▸ **Source document**:
● ● ● ●
In addition, this process has the potential to significantly reduce
capital and operating costs.
- The initial testing phase for the Company's IPEP pilot has
concluded and results have been positive with excellent recovery
rates and evidence of stackable tailings. As a result of the
positive results thus far, the Company continues to make
enhancements and will operate and test the pilot through 2019.
FINANCIAL REVIEW
The Company continues to implement proven
strategies and its disciplined approach to capital allocation. As a
result, the financial position of Canadian Natural remains strong.
Canadian Natural’s adjusted funds flow generation, credit
facilities, US commercial paper program, access to capital markets,
diverse asset base and related flexible capital expenditure
programs all support a flexible financial position and provide the
appropriate financial resources for the near-, mid- and
long-term.
- The Company’s strategy is to
maintain a diverse portfolio balanced across various commodity
types. The Company achieved production levels of 1,078,813 BOE/d in
2018, with approximately 98% of total production located in G7
countries.
- Canadian Natural maintains a balance of products with current
approximate product mix on a BOE/d basis of 52% light crude oil and
SCO blends, 24% heavy crude oil blends and 24% natural gas, based
upon annual 2018 production.
- Canadian Natural’s production is resilient, as long life low
decline assets make up approximately 73% of 2018 annual liquids
production, including the Oil Sands Mining and Upgrading, Pelican
Lake and thermal in situ oil sands assets.
- In 2018, Canadian Natural delivered
adjusted funds flow in excess of net capital expenditures of
approximately $4,360 million, including deferred discounted
purchase consideration. After dividend requirements, free cash flow
totaled approximately $2,795 million in the year.
- Balance sheet strength and strong
financial performance were demonstrated in 2018 through reduced
long-term debt and upgraded credit ratings.
- Canadian Natural settled the deferred AOSP acquisition
liability totaling $481 million and reduced long-term debt by
approximately $1,835 million, including the impact of foreign
exchange, compared to 2017 levels.
- In 2018, Moody's Investors Service, Inc. upgraded the Company's
senior unsecured rating to Baa2 from Baa3 and its short term rating
to P-2 from P-3 with a stable outlook. Additionally, Standard &
Poor's revised the Company's rating outlook to BBB+/stable from
BBB+/negative.
- Canadian Natural maintains strong financial stability and
liquidity represented by cash balances, and committed and demand
bank credit facilities. At December 31, 2018 the Company had
approximately $4,824 million of available liquidity, including cash
and cash equivalents, an increase of approximately $574 million
from 2017 levels.
- As at December 31, 2018, debt to book capitalization improved
to 39.1% from 41.4% in 2017 and debt to adjusted EBITDA
strengthened to 2.0x from 2.7x in 2017.
- Returns to shareholders are a key
focus for Canadian Natural as the Company returned a total of
$2,844 million in the year, $1,562 million by way of dividends and
$1,282 million by way of share purchases.
- In the quarter, share purchases for cancellation totaled
10,845,000 common shares at a weighted average share price of
$37.67.
- In 2018, share purchases for cancellation totaled 30,857,727
common shares at a weighted average share price of $41.56.
● ● ● ●
▸ **Source excerpt**:
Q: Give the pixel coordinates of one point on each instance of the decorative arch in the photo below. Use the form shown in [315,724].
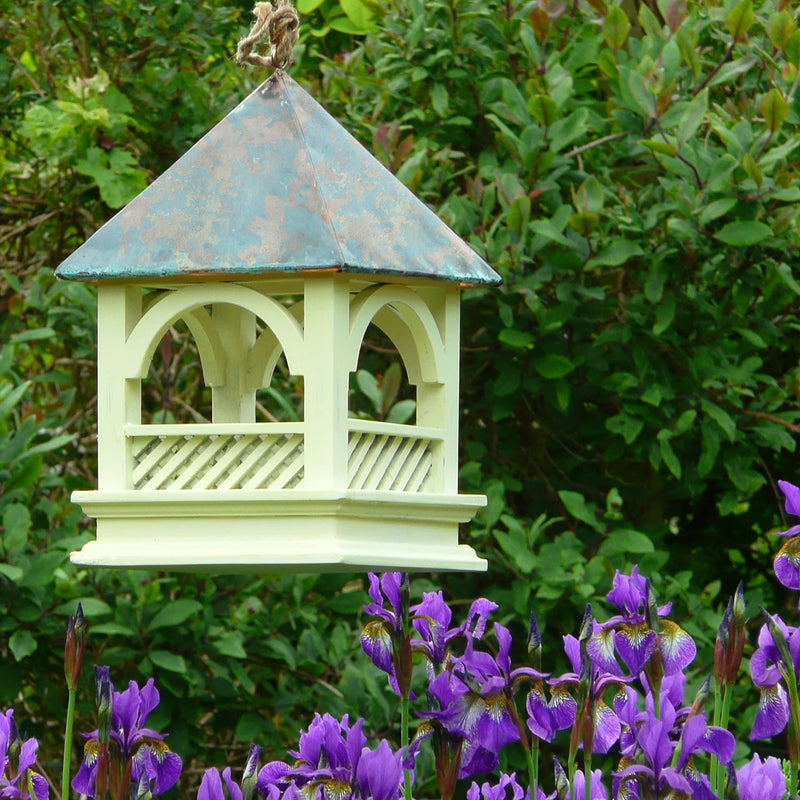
● ● ● ●
▸ **Exercise task A**: Decide whether each statement agrees with the Canadian Natural financial review, answering yes or no and quoting the deciding words: (i) Moody's raised the Company's senior unsecured rating to Baa2 from Baa3. (ii) Natural gas made up about half of 2018 production on a BOE/d basis. (iii) Available liquidity at December 31, 2018 was about $4,824 million.
▸ **Exercise task B**: Resume the Canadian Natural financial review after its last sentence.

▸ **Exercise response A**:
(i) Yes: "upgraded the Company's senior unsecured rating to Baa2 from Baa3"
(ii) No: "24% natural gas"
(iii) Yes: "approximately $4,824 million of available liquidity"

▸ **Exercise response B**:
- Subsequent to year end and up to and including March 6, 2019,
the Company executed on additional share purchases of 4,340,000
common shares for cancellation at a weighted average share price of
$35.86.
- In 2018, the Board of Directors
approved a more defined free cash flow allocation policy in
accordance with the Company's four stated pillars. Under the new
policy, the Company will target to allocate, on an annual basis,
50% of its residual free cash flow, after budgeted capital
expenditures and dividends, to share purchases under its NCIB and
the remaining 50% to reducing debt levels on the Company's balance
sheet. This free cash flow policy will target a ratio of debt to
adjusted 12 months trailing EBITDA of 1.5x, and an absolute debt
level of $15.0 billion, at which time the policy will be reviewed
by the Board. At present, this policy is expected to be in
place until at least the Company's NCIB renewal in May 2019,
subject to quarterly review by the Board of Directors. This policy
was effective November 1, 2018.
- In addition to its strong adjusted
funds flow, capital flexibility and access to debt capital markets,
Canadian Natural has additional financial levers at its disposal to
effectively manage its liquidity. As at December 31, 2018, these
financial levers include the Company’s third party equity
investments of approximately $524 million, and cross currency swaps
and foreign currency forward contracts with a total value of $361
million.
- Subsequent to year end, Canadian
Natural increased its quarterly dividend by 12% to $0.375 per share
payable on April 1, 2019. The increase marks the 19th consecutive
year that the Company has increased its dividend, reflecting the
Board of Director's confidence in Canadian Natural's sustainability
and robustness of the asset base driving the ability to generate
significant adjusted funds flow.
CORPORATE UPDATE
- The Board of Directors approved the
previously announced leadership changes. The changes summarized
below will be effective March 29, 2019.
- Corey B. Bieber, Senior
Vice-President Finance and Chief Financial Officer will become
Executive Advisor.
- Mark Stainthorpe, Vice President –
Capital Markets, will assume the role of Chief Financial Officer
and Senior Vice President, Finance and will join the Management
Committee.
- Ron Kim, Vice President, Finance –
Corporate will assume the role of Principal Accounting Officer and
Vice President, Finance, reporting to Mark Stainthorpe.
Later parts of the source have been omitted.